• [WRITTEN REQUEST]:
Copy all of the items below word for word, leaving out the picture.

• [EXERCISE MATERIALS]:
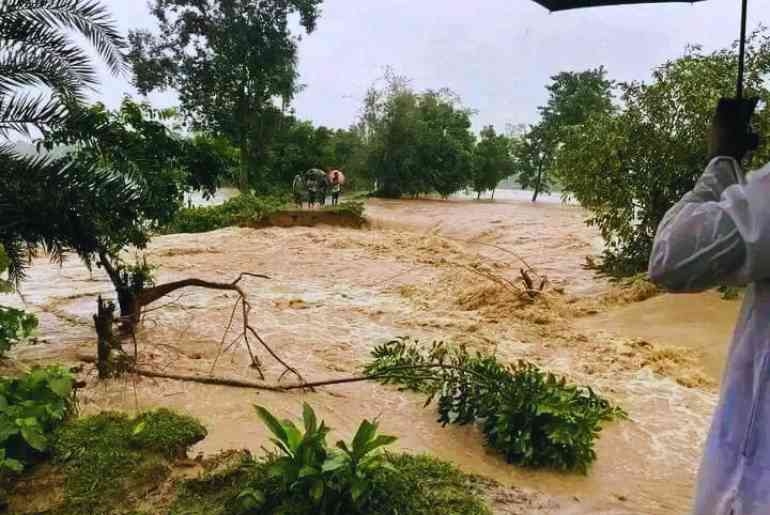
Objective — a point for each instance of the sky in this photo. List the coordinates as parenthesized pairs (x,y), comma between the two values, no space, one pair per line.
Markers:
(497,55)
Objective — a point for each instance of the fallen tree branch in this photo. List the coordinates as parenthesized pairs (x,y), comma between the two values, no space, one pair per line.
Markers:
(221,381)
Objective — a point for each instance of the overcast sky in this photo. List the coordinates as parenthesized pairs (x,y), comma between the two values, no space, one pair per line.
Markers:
(496,54)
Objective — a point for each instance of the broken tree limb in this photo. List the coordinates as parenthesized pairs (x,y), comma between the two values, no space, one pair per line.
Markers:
(221,381)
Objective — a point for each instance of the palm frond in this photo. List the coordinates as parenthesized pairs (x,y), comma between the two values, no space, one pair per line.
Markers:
(20,113)
(88,17)
(58,205)
(34,55)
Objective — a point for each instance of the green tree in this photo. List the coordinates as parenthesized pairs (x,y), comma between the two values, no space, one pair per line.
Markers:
(573,97)
(151,164)
(230,60)
(43,76)
(445,144)
(492,161)
(629,167)
(417,143)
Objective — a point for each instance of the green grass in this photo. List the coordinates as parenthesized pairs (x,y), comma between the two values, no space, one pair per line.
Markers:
(247,210)
(240,210)
(109,457)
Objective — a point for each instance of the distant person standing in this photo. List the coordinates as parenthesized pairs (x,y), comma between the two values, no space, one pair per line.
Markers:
(336,187)
(298,189)
(323,189)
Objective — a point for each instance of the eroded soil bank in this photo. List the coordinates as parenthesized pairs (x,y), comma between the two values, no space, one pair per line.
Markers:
(430,270)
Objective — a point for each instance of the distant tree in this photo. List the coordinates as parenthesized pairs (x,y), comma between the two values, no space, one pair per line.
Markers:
(417,143)
(629,166)
(152,168)
(533,154)
(573,97)
(230,60)
(492,161)
(445,144)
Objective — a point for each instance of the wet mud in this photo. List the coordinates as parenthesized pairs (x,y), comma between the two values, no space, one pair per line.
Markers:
(432,270)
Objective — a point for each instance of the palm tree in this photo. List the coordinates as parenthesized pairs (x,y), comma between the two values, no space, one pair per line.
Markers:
(44,76)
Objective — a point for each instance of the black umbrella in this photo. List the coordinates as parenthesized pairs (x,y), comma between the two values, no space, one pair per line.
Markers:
(563,5)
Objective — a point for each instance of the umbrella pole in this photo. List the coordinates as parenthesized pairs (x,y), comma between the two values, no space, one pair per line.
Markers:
(741,51)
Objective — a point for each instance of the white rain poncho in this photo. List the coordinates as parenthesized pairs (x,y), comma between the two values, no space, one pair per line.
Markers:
(719,233)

• [SOLUTION]:
Objective — a point for each instance of the sky in this photo. List the coordinates as parenthesized pairs (x,y), comma between the two values, no space, one pair per line.
Markers:
(497,55)
Objective — a point for each instance of the fallen tree branch in this photo. List the coordinates as parenthesized pairs (x,y), comma between the two values, no space, one pair per line.
Markers:
(221,381)
Objective — a point for each instance of the overcast sky in this photo. List the coordinates as parenthesized pairs (x,y), comma between the two values, no space, one pair per line.
Markers:
(496,54)
Objective — a point for each instance of the broken tree limb in this photo. List the coordinates as parenthesized pairs (x,y), comma between the two values, no space, one pair per line.
Markers:
(221,381)
Objective — a point for each instance of the palm frond in this photo. List the coordinates as parenthesized pairs (x,y), comma between the two values, no space, one pair per line.
Markers:
(20,113)
(88,17)
(58,205)
(34,55)
Objective — a point for each instance of the green tree in this photo. List the coordinates as parenthesized pairs (x,y), comma between the two values, no space, one pair per line.
Markers:
(573,97)
(151,164)
(230,60)
(43,76)
(445,144)
(492,161)
(629,167)
(417,143)
Objective — a point for each instance of the green grass in this photo. List the coordinates as parenthesized pairs (x,y), comma between the two values, no space, one pair per line.
Markers:
(247,210)
(240,210)
(109,457)
Objective — a point for each instance of the distant person standing in this photo. List the coordinates as parenthesized pairs (x,y), comma between the two values, no space, one pair per line.
Markers:
(336,187)
(298,189)
(323,189)
Objective — a point for each instance of the eroded soil bank in this photo. List the coordinates as parenthesized pairs (x,y), comma between the two values, no space, one pair per line.
Markers:
(430,270)
Objective — a point for each instance of the distant tree in this photo. List the coordinates as parenthesized pairs (x,y), comma between the two values, no space, one pair per line.
Markers:
(417,143)
(629,166)
(152,168)
(533,154)
(573,97)
(230,60)
(492,161)
(445,144)
Objective — a point for each instance of the wet mud in this photo. List the coordinates as parenthesized pairs (x,y), comma between the two values, no space, one pair per line.
Markers:
(432,270)
Objective — a point for each instance of the palm tree in this photo. List the coordinates as parenthesized pairs (x,y), comma between the two values, no space, one pair per line.
Markers:
(44,76)
Objective — a point for each instance of the black umbrella in this photo. List the coordinates as parenthesized pairs (x,y), comma between the two values, no space, one pair per line.
Markers:
(563,5)
Objective — a point for each instance of the umbrella pole in this photo. List the coordinates as parenthesized pairs (x,y), comma between the two values, no space, one pair per line.
Markers:
(741,51)
Objective — a point for each instance of the white rain poncho in this photo. List the coordinates as parenthesized pairs (x,y), comma between the two values, no space, one pair per line.
Markers:
(719,233)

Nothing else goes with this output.